- [WORK INSTRUCTIONS]: In the post below about trading QQQ option spreads, what call-to-put ratio results from buying a single call and a Double Down put?

- [PASSAGE]:
You may have been following this and thought, ok, you are doing spreads..what about that January call from a few days ago? Thats still hanging out there and it looks like the QQQ has moved on.
You got a point, the call is still hanging there, and it is worth about 70% less than what we purchased it for.
This is why I utilize double downs. You have seen that I will say "Double Down or DD" meaning bet double what you usually do for this play, or I will say, buy a second order of the same order from a day or two ago effectivly making it a double down.
So lets say I purchase a spread. I buy both a put and a call of the QQQ. Now right off the bat I may feel that the charts say that there is a likely possibility of the market falling over the next few days because the RSI and Candlesticks and MACD are signaling an imminent drop. This is when I might do a single QQQ call but a Double Down (DD) put making my call to put ratio 2:1. This covers the upcoming drop nicely but also takes care of the noise: The sudden rises. The sudden good news. The sudden momentum play to the upside. The seemingly go against the grain days that you guys know too well that are in the markets yourselfs. These days happen. That is when I exit my call leaning into a good upday and keep on hangin onto my Doubledown, providing of course that I am looking to see that we dont have a 'runaway train' developing. A runaway train is something I came up with that describes the market making a long term direction change leaving behind a trading range that will effectivley leave your certain stock price put or call langishing.then expiring in the middle of nowhere with the actual stock price now operating somewhere else. When that situation happens, you want to exit your position and recoup any money you have left before it goes and expires worthless. However, back to my example with my 2:1 spread. What will likely happen seeing my charting skills are pretty good, is that the imminent drop I saw coming will happen, the Double Down end of things will make money at a 2x amount, making twice the money, thus covering the call's losses and still making a profit. I then just exit the call and take any money that might be leftover.
Now what I will usually do is this: Simply purchase a call and a put and wait to see what shakes out the next day. If a big upday or a big downday happens the next day, Ill take the money and sell either the call or the put, leaving the other half of the spread alone. Then hopefully the market will turn and go the other way the next few days making money on my other end of the spread that I had left over.

- [INPUT DATA]:
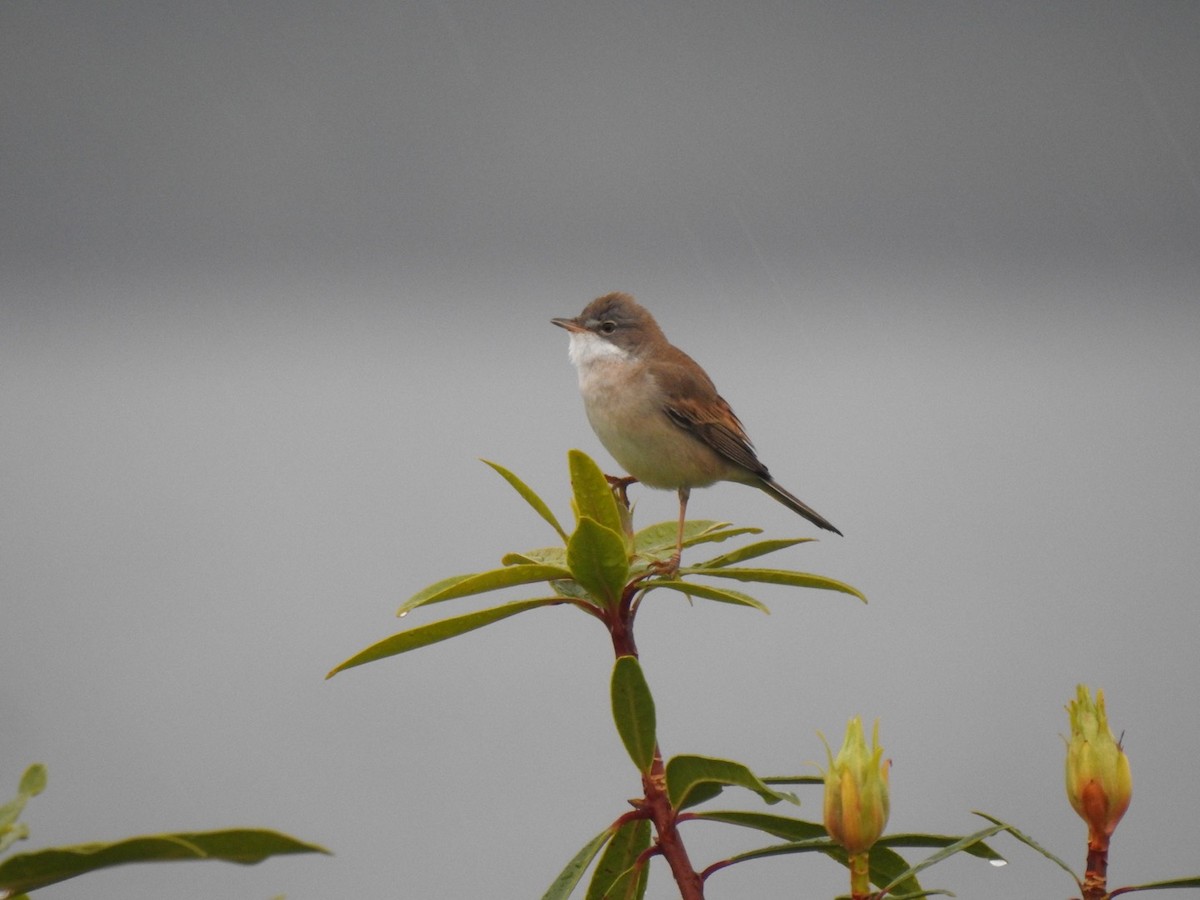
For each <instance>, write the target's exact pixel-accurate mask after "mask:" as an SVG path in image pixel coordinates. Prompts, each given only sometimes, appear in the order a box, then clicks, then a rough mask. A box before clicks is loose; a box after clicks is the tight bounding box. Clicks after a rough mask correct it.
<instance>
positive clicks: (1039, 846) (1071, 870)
mask: <svg viewBox="0 0 1200 900" xmlns="http://www.w3.org/2000/svg"><path fill="white" fill-rule="evenodd" d="M972 812H974V815H977V816H979V818H986V820H988V821H989V822H991V823H994V824H998V826H1000V827H1001V828H1003V829H1004V830H1006V832H1008V833H1009V834H1010V835H1013V836H1014V838H1016V840H1019V841H1020V842H1021V844H1024V845H1025V846H1027V847H1031V848H1032V850H1036V851H1037V852H1038V853H1040V854H1042V856H1044V857H1045V858H1046V859H1049V860H1050V862H1051V863H1054V864H1055V865H1057V866H1058V868H1060V869H1062V870H1063V871H1064V872H1067V875H1069V876H1070V877H1072V880H1073V881H1074V882H1075V883H1076V884H1080V881H1079V876H1078V875H1075V872H1074V871H1073V870H1072V868H1070V866H1069V865H1067V864H1066V863H1064V862H1063V860H1062V859H1060V858H1058V857H1056V856H1055V854H1054V853H1051V852H1050V851H1049V850H1046V848H1045V847H1043V846H1042V845H1040V844H1038V842H1037V841H1036V840H1033V839H1032V838H1031V836H1030V835H1027V834H1025V832H1022V830H1020V829H1019V828H1016V827H1015V826H1010V824H1008V823H1007V822H1001V821H1000V820H998V818H996V817H995V816H989V815H988V814H986V812H980V811H979V810H972Z"/></svg>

- [YOUR SOLUTION]: 2:1